## Records to process

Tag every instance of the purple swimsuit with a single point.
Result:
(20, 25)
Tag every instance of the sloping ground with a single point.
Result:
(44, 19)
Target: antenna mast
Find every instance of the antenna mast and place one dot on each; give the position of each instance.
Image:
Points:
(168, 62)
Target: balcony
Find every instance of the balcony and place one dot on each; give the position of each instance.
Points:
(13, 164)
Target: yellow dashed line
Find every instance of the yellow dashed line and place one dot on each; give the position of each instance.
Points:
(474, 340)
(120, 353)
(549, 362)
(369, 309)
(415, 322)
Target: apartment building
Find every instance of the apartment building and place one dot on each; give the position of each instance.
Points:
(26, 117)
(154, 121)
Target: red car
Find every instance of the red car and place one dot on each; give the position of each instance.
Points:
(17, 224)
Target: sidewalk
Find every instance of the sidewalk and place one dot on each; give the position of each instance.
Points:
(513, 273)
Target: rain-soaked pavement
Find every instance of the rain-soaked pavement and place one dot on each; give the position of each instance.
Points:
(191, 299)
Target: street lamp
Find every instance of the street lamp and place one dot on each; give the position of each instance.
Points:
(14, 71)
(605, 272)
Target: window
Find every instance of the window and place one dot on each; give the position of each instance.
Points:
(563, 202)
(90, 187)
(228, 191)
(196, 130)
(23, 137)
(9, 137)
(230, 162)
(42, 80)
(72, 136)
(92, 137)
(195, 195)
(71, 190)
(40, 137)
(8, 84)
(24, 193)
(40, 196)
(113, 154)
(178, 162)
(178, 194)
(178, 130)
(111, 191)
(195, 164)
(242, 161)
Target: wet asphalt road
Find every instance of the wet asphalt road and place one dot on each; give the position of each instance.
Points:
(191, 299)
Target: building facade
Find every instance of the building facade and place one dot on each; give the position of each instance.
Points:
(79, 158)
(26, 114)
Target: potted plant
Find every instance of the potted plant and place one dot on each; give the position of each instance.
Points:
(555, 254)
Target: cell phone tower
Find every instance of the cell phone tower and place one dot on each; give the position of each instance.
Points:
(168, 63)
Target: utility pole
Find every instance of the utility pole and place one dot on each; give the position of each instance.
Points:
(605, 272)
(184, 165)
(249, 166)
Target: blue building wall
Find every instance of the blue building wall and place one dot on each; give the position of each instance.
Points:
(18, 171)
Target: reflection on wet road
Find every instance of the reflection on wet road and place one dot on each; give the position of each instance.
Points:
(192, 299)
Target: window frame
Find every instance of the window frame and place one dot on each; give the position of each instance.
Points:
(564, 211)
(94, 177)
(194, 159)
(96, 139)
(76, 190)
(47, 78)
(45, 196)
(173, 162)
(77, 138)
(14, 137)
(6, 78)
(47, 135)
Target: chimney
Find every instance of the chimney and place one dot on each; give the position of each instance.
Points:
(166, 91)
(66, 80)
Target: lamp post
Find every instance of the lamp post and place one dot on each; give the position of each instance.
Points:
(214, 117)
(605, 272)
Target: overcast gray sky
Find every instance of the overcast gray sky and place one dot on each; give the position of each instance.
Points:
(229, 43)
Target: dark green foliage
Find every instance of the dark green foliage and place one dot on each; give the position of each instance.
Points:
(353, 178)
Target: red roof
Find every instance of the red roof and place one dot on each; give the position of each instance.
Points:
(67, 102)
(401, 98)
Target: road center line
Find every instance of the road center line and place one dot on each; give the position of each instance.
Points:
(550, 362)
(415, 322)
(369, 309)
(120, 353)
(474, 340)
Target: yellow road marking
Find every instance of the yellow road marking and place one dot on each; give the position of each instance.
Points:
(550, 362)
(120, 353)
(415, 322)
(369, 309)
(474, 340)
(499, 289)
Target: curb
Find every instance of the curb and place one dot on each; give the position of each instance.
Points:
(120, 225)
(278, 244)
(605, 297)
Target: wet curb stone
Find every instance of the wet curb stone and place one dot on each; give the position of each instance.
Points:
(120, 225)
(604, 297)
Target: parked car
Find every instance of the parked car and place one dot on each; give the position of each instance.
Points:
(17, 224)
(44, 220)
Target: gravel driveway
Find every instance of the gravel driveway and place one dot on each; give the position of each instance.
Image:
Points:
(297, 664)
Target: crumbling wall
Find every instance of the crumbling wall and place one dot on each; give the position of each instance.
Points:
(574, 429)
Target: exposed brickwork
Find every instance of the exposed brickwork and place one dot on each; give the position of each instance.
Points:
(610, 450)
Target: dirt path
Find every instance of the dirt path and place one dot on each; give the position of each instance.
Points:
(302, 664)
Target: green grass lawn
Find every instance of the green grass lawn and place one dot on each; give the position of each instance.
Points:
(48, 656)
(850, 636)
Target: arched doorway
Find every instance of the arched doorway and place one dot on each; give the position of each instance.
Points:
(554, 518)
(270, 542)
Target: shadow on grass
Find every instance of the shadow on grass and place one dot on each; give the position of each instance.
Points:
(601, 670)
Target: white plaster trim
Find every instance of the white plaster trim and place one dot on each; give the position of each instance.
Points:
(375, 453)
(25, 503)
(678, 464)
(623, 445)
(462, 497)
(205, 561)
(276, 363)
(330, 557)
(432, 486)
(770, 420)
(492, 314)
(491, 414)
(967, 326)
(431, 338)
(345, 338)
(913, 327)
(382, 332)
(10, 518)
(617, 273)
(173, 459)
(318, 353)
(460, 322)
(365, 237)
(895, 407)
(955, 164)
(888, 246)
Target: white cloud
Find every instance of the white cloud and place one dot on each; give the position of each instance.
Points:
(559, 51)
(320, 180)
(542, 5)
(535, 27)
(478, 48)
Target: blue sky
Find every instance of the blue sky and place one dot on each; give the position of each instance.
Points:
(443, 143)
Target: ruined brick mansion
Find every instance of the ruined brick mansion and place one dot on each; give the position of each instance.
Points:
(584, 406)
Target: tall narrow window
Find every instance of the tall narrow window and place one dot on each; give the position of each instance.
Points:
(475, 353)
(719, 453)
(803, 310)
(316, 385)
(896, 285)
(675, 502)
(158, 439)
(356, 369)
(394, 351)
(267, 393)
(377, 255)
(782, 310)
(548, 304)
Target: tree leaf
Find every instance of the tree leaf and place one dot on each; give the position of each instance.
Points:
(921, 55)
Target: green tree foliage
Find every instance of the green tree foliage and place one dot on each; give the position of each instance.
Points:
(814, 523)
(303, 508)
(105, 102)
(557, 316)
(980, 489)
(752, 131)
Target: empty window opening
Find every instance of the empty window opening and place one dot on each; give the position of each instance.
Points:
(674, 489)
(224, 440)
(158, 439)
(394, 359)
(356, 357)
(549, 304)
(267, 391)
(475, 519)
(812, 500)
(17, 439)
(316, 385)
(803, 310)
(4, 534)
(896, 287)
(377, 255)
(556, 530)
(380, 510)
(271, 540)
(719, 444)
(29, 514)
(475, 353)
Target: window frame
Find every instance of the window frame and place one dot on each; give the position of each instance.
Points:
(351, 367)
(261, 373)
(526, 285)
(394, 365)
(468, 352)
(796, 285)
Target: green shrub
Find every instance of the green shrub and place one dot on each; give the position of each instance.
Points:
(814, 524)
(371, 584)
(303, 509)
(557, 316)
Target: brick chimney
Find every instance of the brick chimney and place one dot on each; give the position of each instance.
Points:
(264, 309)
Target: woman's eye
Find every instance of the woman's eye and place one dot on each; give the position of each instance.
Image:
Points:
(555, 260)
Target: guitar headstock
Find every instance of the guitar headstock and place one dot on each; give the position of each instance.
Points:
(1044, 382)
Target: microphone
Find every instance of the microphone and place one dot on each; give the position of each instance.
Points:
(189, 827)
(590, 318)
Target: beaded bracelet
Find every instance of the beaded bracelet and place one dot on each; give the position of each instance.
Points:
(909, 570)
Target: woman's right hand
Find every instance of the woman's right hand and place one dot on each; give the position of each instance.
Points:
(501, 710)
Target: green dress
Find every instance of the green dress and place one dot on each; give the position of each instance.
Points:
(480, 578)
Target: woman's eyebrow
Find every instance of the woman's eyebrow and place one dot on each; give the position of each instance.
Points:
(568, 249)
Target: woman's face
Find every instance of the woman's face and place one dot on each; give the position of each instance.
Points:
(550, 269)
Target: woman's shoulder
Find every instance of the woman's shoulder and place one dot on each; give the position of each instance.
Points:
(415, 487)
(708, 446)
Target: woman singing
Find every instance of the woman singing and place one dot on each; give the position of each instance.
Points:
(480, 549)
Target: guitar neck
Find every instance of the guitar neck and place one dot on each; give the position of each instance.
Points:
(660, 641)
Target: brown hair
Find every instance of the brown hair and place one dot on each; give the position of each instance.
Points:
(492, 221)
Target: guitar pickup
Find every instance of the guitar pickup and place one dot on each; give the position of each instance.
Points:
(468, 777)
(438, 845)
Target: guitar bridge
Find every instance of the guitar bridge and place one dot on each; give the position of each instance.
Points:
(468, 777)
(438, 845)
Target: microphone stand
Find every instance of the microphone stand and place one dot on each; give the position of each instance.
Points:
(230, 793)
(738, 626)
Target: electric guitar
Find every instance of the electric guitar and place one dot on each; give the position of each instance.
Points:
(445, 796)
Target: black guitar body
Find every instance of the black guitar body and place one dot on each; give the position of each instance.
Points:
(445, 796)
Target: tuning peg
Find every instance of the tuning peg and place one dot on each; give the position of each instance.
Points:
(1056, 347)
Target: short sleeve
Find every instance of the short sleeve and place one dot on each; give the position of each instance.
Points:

## Aim
The line containing "Target: woman's face" and every line after it, through the end of the records, should be repeated exactly and alone.

## Result of this exercise
Target: woman's face
Find every instance of the woman's face and place one dot on each; give the position of each instance.
Points:
(550, 269)
Target: woman's shoulder
Find every instance of the woman's shoulder and place one dot on each; give the position of each instance.
Points:
(415, 487)
(708, 446)
Target: woman singing
Find every instance of the woman singing and place one dot on each; give the position of each instance.
Points:
(480, 549)
Target: guitar neck
Find every instance of the guitar neck and place one dot on each; give the position of each instance.
Points:
(660, 641)
Target: brown hair
Find every instance of the brown hair and place one dot on each; give the position of each instance.
Points:
(492, 221)
Target: guitar pickup
Find every instance of the guitar pickup and place one dot on each; give the position of each instance.
Points:
(468, 777)
(438, 845)
Target: guitar bridge
Find every instance of the guitar bridge and place one dot on each; give the position of each instance.
Points:
(468, 777)
(438, 845)
Target: microphone stand
Find every instance of the microphone stand and place one dot on each; give the position of each instance.
Points:
(230, 793)
(738, 626)
Target: electric guitar
Find every instance of the electric guitar and place one dot on each; give the position of each instance.
Points:
(445, 796)
Target: black guitar body
Find every instance of the black guitar body and place one dot on each; give the position of each instance.
Points:
(445, 796)
Target: tuning peg
Find every instance of the tuning peg and place one dot on each; give the position of each instance.
Points:
(1056, 347)
Target: short sleeve
Find every instance of the short sleeve and place one dot on each; give the position of each instance.
Points:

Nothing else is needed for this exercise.